## EXCERPTED PASSAGE
'Our findings indicate that residential developments are driving growth across the U.S.,' according to Julian Anderson, president of Rider Levett Bucknall North America.

More Cranes in Skyline Means More U.S. Construction in 2015

Jan. 20, 2015
This According to New Index by Rider Levett Bucknall

Rider Levett Bucknall, an international property and construction consultant and industry leader in construction cost research, announced the launch of its inaugural edition of the North American RLB Crane Index. The new report measures construction activity in major cities across North America and predicts the health of the U.S. construction industry.

Unlike other industry barometers that track cost and other financial data, the Crane Index tracks the number of fixed cranes on construction sites in major cities across North America. The biannual report surveys activity in Boston, Chicago, Denver, Honolulu, Los Angeles, New York, Phoenix, San Francisco and Seattle. Additional cities, including Washington, D.C., will be added in future editions.

According to the first issue of the Index, the residential market -- specifically condominium and apartment developments – continues to lead the U.S. construction recovery. The commercial, healthcare, hospitality, and education sectors have also started to see increases in crane activity.

"Unlike other forms of data, cranes are observable and recognizable icons of major construction activity. Therefore, they are an extremely useful measure of the changing pace of the construction industry," states Julian Anderson, president of Rider Levett Bucknall North America. "We've always seen them rising in major cities. Now, with the RLB Crane Index, we have an interesting new way to quantify this information and turn it into a metric that is useful to our clients and industry leaders across the continent."

## ACTIVITY
Write out, word for word, the part of the Crane Index article that starts with "Rider Levett Bucknall, an" and ends with "in future editions.". None of the records have anything to do with the Crane Index article.

## DATASET EXCERPTS
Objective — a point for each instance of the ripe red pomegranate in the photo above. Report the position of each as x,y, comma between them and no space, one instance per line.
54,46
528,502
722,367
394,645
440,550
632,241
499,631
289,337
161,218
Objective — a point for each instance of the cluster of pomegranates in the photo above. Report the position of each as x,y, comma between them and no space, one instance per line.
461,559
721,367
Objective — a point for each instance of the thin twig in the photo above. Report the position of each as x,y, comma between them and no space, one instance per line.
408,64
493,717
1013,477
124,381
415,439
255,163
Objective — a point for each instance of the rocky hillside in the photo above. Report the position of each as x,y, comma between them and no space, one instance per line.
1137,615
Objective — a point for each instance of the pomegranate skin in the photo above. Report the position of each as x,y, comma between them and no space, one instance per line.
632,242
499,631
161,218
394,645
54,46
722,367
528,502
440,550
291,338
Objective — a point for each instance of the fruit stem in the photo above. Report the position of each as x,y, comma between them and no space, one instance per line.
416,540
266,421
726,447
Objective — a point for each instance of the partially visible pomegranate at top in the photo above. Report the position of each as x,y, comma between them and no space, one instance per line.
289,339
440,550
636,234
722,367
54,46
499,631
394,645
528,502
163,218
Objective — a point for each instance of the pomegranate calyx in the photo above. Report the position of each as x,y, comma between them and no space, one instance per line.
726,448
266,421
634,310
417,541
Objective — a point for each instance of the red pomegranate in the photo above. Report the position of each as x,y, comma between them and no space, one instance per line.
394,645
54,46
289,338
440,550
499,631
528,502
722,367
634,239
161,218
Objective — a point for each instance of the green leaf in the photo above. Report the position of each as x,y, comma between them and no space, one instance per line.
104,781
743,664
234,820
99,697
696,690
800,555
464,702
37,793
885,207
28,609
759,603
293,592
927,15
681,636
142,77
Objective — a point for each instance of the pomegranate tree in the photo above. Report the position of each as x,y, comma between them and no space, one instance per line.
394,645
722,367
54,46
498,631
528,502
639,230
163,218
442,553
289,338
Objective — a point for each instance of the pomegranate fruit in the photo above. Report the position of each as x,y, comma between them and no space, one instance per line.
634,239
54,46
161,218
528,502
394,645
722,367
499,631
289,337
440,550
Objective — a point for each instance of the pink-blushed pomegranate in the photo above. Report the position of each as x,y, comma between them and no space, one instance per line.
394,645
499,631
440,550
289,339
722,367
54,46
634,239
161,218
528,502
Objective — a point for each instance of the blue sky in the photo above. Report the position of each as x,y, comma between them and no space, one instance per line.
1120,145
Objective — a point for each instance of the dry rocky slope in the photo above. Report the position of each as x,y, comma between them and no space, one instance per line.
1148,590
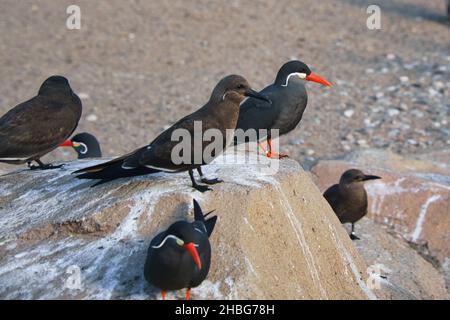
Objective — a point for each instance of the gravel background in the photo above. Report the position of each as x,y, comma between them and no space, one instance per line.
141,65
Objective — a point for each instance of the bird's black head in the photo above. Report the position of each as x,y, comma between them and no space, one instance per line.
235,88
85,144
355,176
300,70
184,235
55,84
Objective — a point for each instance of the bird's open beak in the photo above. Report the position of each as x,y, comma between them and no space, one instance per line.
190,247
256,95
69,143
371,178
316,78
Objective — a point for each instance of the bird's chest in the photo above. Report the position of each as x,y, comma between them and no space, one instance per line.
291,105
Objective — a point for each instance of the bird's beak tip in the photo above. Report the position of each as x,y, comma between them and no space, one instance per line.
316,78
190,247
371,177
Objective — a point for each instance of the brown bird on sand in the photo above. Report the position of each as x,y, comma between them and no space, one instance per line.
349,198
35,127
219,113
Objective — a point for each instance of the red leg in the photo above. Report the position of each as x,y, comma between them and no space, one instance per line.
188,294
274,155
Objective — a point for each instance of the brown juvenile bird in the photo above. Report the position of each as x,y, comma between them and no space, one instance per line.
349,198
37,126
219,113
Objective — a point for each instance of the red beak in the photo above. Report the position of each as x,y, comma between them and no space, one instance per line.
190,247
315,78
67,143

## EXERCISE RESPONSE
Rider Levett Bucknall, an international property and construction consultant and industry leader in construction cost research, announced the launch of its inaugural edition of the North American RLB Crane Index. The new report measures construction activity in major cities across North America and predicts the health of the U.S. construction industry.

Unlike other industry barometers that track cost and other financial data, the Crane Index tracks the number of fixed cranes on construction sites in major cities across North America. The biannual report surveys activity in Boston, Chicago, Denver, Honolulu, Los Angeles, New York, Phoenix, San Francisco and Seattle. Additional cities, including Washington, D.C., will be added in future editions.